SUPPLIED PASSAGE:
──────

4. XML Injection: Exploits vulnerabilities in XML processors by injecting malicious XML content.
- Impact: Data exposure, denial of service, server-side request forgery (SSRF).
- Example: An attacker might inject malicious XML code into a web application to modify XML data or execute arbitrary code.
5. NoSQL Injection: Targets NoSQL databases by injecting malicious queries.
- Impact: Unauthorized data access, modification, or deletion.
- Example: An attacker might inject malicious queries into a NoSQL database, such as MongoDB, to access sensitive data or alter the database structure.
Preventions:
- Implement positive server-side input validation. While this measure is crucial, it may not be comprehensive as many applications, including text areas or mobile application APIs, require the use of special characters.
- The preferred approach is to use a secure API that avoids direct interaction with the interpreter, offers a parameterized interface, or transitions to Object-Relational Mapping (ORM) tools to mitigate injection risks.
- Utilize SQL controls such as LIMIT within queries to prevent the mass disclosure of records in the event of an SQL injection attack.
Examples:
Scenario #1: The application constructs the following vulnerable SQL query using untrusted data:
String query = "SELECT \* FROM accounts WHERE custID='" + request.getParameter("id") + "'";
Scenario #2: Similarly, an application’s blind trust in frameworks can lead to queries that remain vulnerable, such as those written in Hibernate Query Language (HQL):
Query HQLQuery = session.createQuery("FROM accounts WHERE custID='" + request.getParameter("id") + "'");
In both scenarios, the attacker alters the ‘id’ parameter in their browser to send: ‘ UNION SLEEP(10);–.
This modification changes the intent of both queries, causing them to return all records from the accounts table. More severe attacks could involve modifying or deleting data, or even executing stored procedures.
Reference: https://owasp.org/Top10/A03_2021-Injection/
4. Insecure Designs
Insecure design refers to fundamental flaws in a system’s architecture, characterized by missing or ineffective security controls. Unlike insecure implementation, which involves errors in executing a design, insecure design stems from inadequate risk profiling and fails to address specific attack vectors. Even a flawless implementation cannot fix an insecure design, as essential security controls were never established.
Insecure design is about neglecting security as a first-class citizen in the development process. It manifests in various ways:
- Lack of Threat Modeling: Failing to identify potential threats and vulnerabilities early in the development lifecycle can leave systems vulnerable to attacks.
- Poor Architectural Decisions: Design choices that introduce inherent security risks, such as monolithic architectures that are hard to secure or overly complex systems that expand the attack surface.
- Insufficient Input Validation and Sanitization: Not properly validating and sanitizing user-supplied data, leading to vulnerabilities such as SQL injection and cross-site scripting (XSS).
- Weak Authentication and Authorization: Implementing inadequate mechanisms for verifying user identity and controlling access, which can lead to unauthorized access.
- Insecure Session Management: Failing to secure user sessions, resulting in vulnerabilities like session hijacking and impersonation.
- Cryptography Blunders: Misusing cryptographic algorithms or keys, which can result in data breaches.
- Error Handling Flaws: Exposing sensitive information through error messages or exceptions.
Preventions:
- Establish and Utilize a Library of Secure Design Patterns: Create and use a repository of secure design patterns or pre-approved components to ensure consistent security practices.
- Apply Threat Modeling: Implement threat modeling for critical areas such as authentication, access control, business logic, and key workflows.

──────

AIM 1: Name every way that the web security passage above says insecure design can show itself.
AIM 2: According to the web security passage, which SQL control within queries can prevent the mass disclosure of records during an SQL injection attack?
AIM 3: Carry on the web security passage from the point where it stops.

INFORMATION GIVEN:
──────

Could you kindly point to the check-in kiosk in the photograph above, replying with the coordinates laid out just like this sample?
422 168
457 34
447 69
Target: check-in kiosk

──────

WRITTEN ANSWER 1:
- Lack of Threat Modeling
- Poor Architectural Decisions
- Insufficient Input Validation and Sanitization
- Weak Authentication and Authorization
- Insecure Session Management
- Cryptography Blunders
- Error Handling Flaws

WRITTEN ANSWER 2: LIMIT

WRITTEN ANSWER 3:
- Integrate Plausibility Checks: Incorporate plausibility checks at every tier of your application, from the frontend to the backend, to validate data and operations.
- Conduct Unit and Integration Tests: Write unit and integration tests to ensure all critical flows are resilient to identified threats. Develop use cases and misuse cases for each tier of the application.
- Segregate System and Network Layers: Separate system and network layers based on exposure and protection needs to enhance security.
- Limit Resource Consumption: Restrict resource usage by users or services to prevent abuse and potential denial-of-service attacks.
Examples:
Scenario #1: A credential recovery process that relies on “questions and answers” is not compliant with NIST 800-63b, the OWASP ASVS, or the OWASP Top 10. These methods are unreliable for verifying identity because multiple individuals could potentially know the answers. This approach should be removed and replaced with a more secure design.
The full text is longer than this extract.